▶ _Objective_
Look below for the line with "[point] every instance of the player's outstretched", and from there restate every line word for word until the entries end.

[Named-object pointing records]
┄┄┄┄┄┄┄┄┄┄┄┄┄┄┄┄┄┄┄┄

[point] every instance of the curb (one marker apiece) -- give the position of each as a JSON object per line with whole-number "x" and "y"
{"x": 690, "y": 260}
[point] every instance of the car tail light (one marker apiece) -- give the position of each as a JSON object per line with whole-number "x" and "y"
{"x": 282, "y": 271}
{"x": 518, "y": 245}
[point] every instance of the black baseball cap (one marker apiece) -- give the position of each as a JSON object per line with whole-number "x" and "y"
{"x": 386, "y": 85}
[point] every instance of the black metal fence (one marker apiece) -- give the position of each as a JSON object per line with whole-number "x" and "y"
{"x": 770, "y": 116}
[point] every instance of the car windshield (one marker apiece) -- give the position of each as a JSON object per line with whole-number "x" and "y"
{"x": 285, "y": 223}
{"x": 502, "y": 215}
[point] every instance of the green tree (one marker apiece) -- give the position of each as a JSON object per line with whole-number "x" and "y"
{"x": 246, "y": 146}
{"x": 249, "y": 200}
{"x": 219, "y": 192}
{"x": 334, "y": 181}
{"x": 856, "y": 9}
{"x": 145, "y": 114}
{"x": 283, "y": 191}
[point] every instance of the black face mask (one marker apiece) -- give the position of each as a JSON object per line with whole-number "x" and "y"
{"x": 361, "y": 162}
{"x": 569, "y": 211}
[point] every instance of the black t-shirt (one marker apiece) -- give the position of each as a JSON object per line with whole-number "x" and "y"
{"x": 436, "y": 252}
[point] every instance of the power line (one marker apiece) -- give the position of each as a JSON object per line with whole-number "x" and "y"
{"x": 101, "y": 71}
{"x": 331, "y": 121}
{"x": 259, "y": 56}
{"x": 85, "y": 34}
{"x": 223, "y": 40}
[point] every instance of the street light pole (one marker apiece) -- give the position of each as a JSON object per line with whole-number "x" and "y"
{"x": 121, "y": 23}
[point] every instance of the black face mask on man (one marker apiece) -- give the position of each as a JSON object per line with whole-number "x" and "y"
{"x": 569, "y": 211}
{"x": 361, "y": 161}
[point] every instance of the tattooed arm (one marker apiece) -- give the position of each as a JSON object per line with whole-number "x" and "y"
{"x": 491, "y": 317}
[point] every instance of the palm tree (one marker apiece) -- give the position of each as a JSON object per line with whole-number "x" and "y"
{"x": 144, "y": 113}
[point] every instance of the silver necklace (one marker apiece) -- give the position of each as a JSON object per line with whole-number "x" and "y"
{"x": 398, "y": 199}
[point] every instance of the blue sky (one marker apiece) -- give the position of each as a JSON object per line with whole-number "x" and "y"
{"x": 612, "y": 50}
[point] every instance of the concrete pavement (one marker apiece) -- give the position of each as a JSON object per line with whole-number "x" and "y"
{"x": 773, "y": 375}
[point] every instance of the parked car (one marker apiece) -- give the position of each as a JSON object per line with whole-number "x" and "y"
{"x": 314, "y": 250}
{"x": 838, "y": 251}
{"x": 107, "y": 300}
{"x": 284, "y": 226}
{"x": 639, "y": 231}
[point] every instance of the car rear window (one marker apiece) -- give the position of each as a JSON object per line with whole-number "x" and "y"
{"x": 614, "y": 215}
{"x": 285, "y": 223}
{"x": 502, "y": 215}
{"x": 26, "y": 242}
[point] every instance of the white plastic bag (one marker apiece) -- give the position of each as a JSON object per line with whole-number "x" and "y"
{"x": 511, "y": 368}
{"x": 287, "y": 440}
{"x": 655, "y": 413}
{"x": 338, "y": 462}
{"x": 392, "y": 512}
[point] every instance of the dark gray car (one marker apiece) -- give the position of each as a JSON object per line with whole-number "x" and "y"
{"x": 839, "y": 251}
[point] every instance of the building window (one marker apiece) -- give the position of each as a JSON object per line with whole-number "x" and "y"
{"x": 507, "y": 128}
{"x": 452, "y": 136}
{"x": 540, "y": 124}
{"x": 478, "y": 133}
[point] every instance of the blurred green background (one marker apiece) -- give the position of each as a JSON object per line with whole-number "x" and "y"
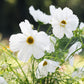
{"x": 12, "y": 12}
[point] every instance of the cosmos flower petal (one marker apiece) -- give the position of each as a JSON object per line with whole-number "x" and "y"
{"x": 17, "y": 41}
{"x": 25, "y": 27}
{"x": 59, "y": 32}
{"x": 38, "y": 54}
{"x": 39, "y": 15}
{"x": 51, "y": 48}
{"x": 46, "y": 66}
{"x": 67, "y": 11}
{"x": 41, "y": 73}
{"x": 73, "y": 48}
{"x": 3, "y": 81}
{"x": 72, "y": 22}
{"x": 44, "y": 40}
{"x": 52, "y": 9}
{"x": 81, "y": 26}
{"x": 71, "y": 60}
{"x": 24, "y": 54}
{"x": 68, "y": 33}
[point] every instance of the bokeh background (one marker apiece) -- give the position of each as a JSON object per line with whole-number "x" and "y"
{"x": 12, "y": 12}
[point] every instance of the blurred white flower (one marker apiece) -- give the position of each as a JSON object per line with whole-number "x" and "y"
{"x": 2, "y": 81}
{"x": 29, "y": 42}
{"x": 46, "y": 66}
{"x": 62, "y": 21}
{"x": 81, "y": 26}
{"x": 78, "y": 73}
{"x": 4, "y": 66}
{"x": 39, "y": 16}
{"x": 72, "y": 49}
{"x": 51, "y": 48}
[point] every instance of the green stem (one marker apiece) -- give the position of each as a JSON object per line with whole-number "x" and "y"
{"x": 8, "y": 52}
{"x": 33, "y": 69}
{"x": 68, "y": 44}
{"x": 38, "y": 27}
{"x": 15, "y": 74}
{"x": 48, "y": 29}
{"x": 21, "y": 70}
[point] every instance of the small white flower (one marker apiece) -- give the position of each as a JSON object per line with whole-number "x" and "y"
{"x": 51, "y": 48}
{"x": 2, "y": 81}
{"x": 81, "y": 26}
{"x": 62, "y": 21}
{"x": 46, "y": 66}
{"x": 78, "y": 73}
{"x": 4, "y": 66}
{"x": 29, "y": 42}
{"x": 39, "y": 16}
{"x": 72, "y": 49}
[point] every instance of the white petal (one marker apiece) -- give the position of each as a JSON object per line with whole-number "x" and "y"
{"x": 67, "y": 12}
{"x": 39, "y": 15}
{"x": 72, "y": 22}
{"x": 68, "y": 33}
{"x": 16, "y": 42}
{"x": 25, "y": 27}
{"x": 74, "y": 47}
{"x": 52, "y": 9}
{"x": 71, "y": 60}
{"x": 43, "y": 40}
{"x": 52, "y": 66}
{"x": 51, "y": 44}
{"x": 24, "y": 54}
{"x": 81, "y": 26}
{"x": 2, "y": 81}
{"x": 38, "y": 53}
{"x": 58, "y": 32}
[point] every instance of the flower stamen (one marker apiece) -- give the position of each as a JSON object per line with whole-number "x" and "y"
{"x": 63, "y": 23}
{"x": 30, "y": 40}
{"x": 45, "y": 63}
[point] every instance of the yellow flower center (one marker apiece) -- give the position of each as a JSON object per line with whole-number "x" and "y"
{"x": 45, "y": 63}
{"x": 30, "y": 40}
{"x": 63, "y": 23}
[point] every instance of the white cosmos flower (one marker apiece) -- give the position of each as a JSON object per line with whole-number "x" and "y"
{"x": 39, "y": 16}
{"x": 2, "y": 81}
{"x": 72, "y": 49}
{"x": 46, "y": 66}
{"x": 62, "y": 21}
{"x": 51, "y": 48}
{"x": 29, "y": 42}
{"x": 81, "y": 26}
{"x": 78, "y": 73}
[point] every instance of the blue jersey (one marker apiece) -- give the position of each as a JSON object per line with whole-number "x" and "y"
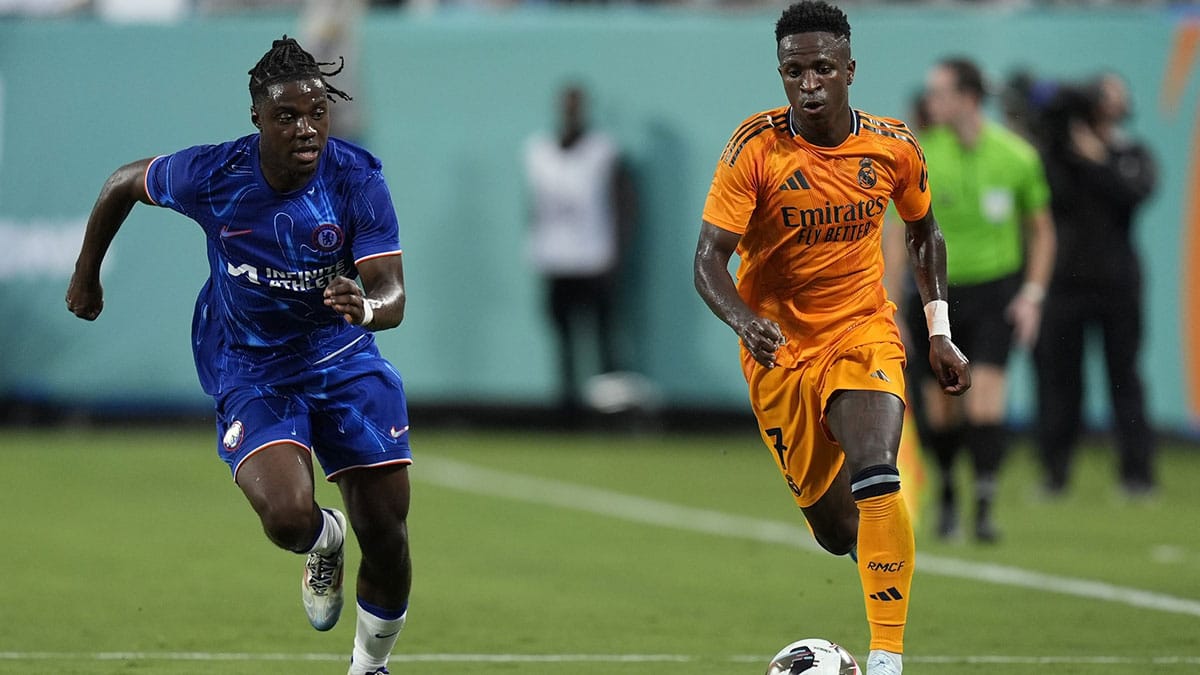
{"x": 261, "y": 316}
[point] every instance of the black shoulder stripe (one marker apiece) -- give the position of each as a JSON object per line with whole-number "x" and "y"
{"x": 892, "y": 133}
{"x": 745, "y": 129}
{"x": 731, "y": 156}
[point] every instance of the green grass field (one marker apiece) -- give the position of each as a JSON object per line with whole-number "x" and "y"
{"x": 132, "y": 551}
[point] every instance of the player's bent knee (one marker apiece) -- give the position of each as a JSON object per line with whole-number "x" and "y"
{"x": 289, "y": 527}
{"x": 841, "y": 541}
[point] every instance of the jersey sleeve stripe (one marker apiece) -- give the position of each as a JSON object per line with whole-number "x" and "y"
{"x": 742, "y": 130}
{"x": 732, "y": 157}
{"x": 383, "y": 255}
{"x": 892, "y": 133}
{"x": 145, "y": 180}
{"x": 743, "y": 136}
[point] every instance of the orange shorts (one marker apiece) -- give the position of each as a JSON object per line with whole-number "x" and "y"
{"x": 790, "y": 404}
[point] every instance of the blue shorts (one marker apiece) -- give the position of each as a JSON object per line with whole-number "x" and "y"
{"x": 349, "y": 414}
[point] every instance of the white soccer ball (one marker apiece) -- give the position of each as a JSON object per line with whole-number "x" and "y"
{"x": 813, "y": 656}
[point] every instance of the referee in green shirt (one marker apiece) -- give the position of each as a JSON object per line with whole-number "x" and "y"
{"x": 991, "y": 199}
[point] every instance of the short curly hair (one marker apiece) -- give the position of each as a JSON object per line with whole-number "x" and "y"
{"x": 813, "y": 16}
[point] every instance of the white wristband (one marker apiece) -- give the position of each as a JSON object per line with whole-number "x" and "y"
{"x": 367, "y": 312}
{"x": 937, "y": 317}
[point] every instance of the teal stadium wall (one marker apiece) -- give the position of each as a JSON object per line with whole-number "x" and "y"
{"x": 450, "y": 99}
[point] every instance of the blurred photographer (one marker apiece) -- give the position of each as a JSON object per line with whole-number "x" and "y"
{"x": 1098, "y": 178}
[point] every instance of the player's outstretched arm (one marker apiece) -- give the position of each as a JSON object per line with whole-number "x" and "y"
{"x": 124, "y": 189}
{"x": 927, "y": 254}
{"x": 379, "y": 303}
{"x": 760, "y": 335}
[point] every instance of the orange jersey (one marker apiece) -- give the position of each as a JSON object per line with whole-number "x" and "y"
{"x": 810, "y": 220}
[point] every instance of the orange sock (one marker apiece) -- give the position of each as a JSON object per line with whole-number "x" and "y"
{"x": 886, "y": 553}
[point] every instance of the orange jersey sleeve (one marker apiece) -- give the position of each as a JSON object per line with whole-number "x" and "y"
{"x": 810, "y": 221}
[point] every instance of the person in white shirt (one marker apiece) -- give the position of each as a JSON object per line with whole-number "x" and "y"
{"x": 581, "y": 201}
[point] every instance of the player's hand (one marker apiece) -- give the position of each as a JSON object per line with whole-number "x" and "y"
{"x": 1025, "y": 314}
{"x": 761, "y": 336}
{"x": 345, "y": 297}
{"x": 952, "y": 369}
{"x": 85, "y": 297}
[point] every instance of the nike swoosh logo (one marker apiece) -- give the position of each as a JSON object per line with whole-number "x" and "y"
{"x": 226, "y": 232}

┄┄┄┄┄┄┄┄┄┄┄┄┄┄┄┄┄┄┄┄

▶ _Reply_
[point] every instance of the player's outstretched arm (one marker apiece) -- give the position of each as a JSON object per line with whole-number "x" and "y"
{"x": 124, "y": 189}
{"x": 927, "y": 254}
{"x": 379, "y": 303}
{"x": 760, "y": 335}
[point] every instance of the orange jersey (one marker apiece) -- give the position of each as a JSON object per line with whole-number "x" and "y"
{"x": 810, "y": 220}
[point] every instance of the orange sock (one marker apiece) -- give the position of each as a JSON object per line with whole-number "x" and "y"
{"x": 886, "y": 553}
[point] every instance of the orange jersey sleeve (one marker apiece) -- give the position of each as a JSON object per line with whole-number "x" and "y"
{"x": 810, "y": 221}
[point] every instance of the person in white shirt (one marker apiece) -- give the position of each as a JSON object per line with whole-number "x" and "y"
{"x": 581, "y": 201}
[point] every instance of the player's hand (one marker apiece) -- give the position of each as a JSON object per line with whole-number "x" and "y"
{"x": 1025, "y": 314}
{"x": 761, "y": 336}
{"x": 345, "y": 297}
{"x": 952, "y": 369}
{"x": 85, "y": 297}
[point] every instance of the nike swoosh logo (one marker apiece) -- give the position of each as a JSON object per line with whole-number "x" and "y"
{"x": 226, "y": 232}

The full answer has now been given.